Point annotation records

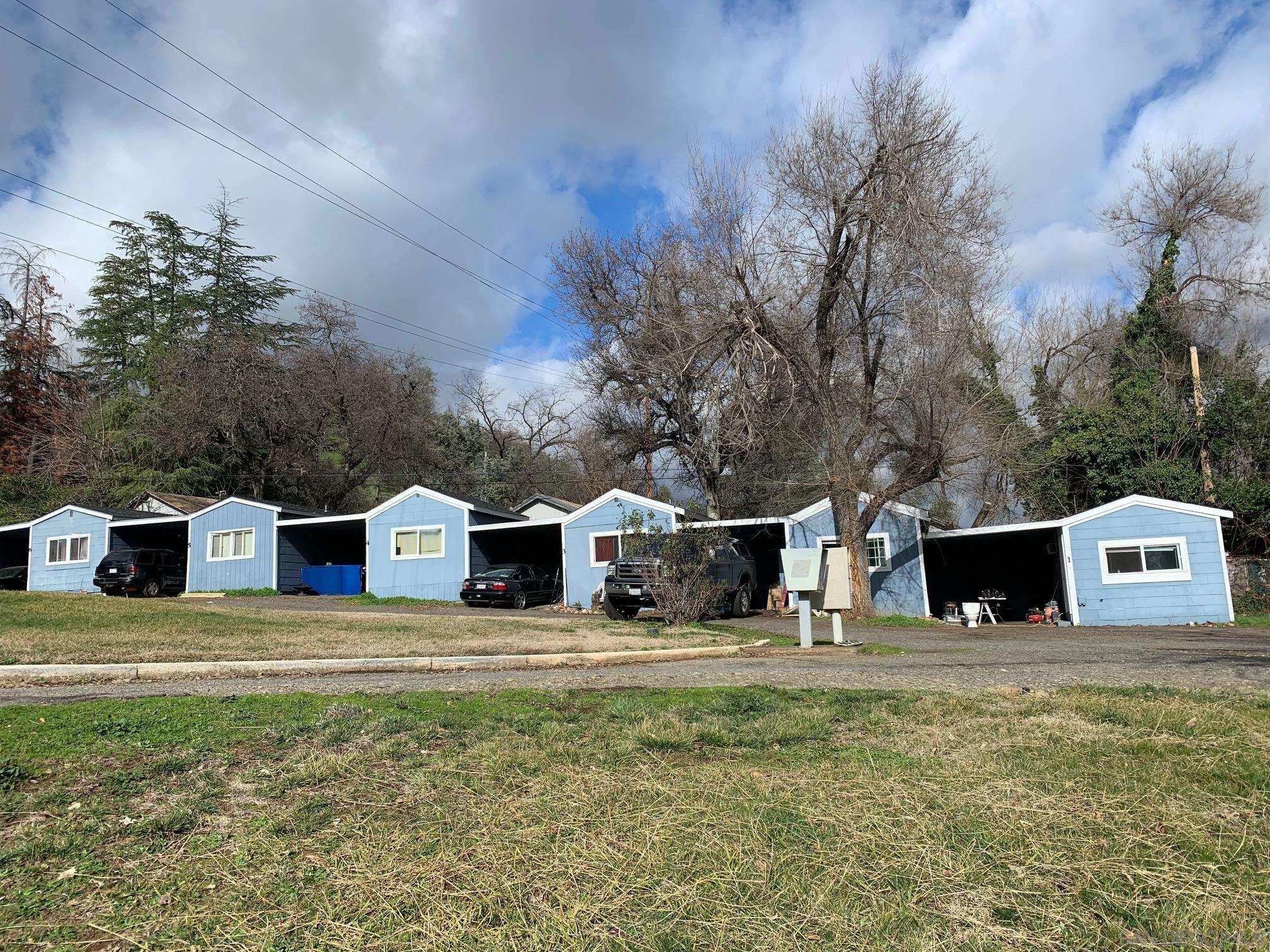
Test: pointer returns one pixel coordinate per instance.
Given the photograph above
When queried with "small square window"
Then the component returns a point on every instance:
(1124, 560)
(1162, 558)
(878, 552)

**OBJECTIVE:** Rewrite the material with "component" changed to "module" and every other part left the same. Apply the change throughout, and omit the pictures from your answer.

**ANSWER:**
Test: pointer returns one pixel coordinate per instance.
Given the photograph above
When queried with "small square window"
Then the module returns a point on every instance:
(1124, 560)
(1162, 558)
(878, 552)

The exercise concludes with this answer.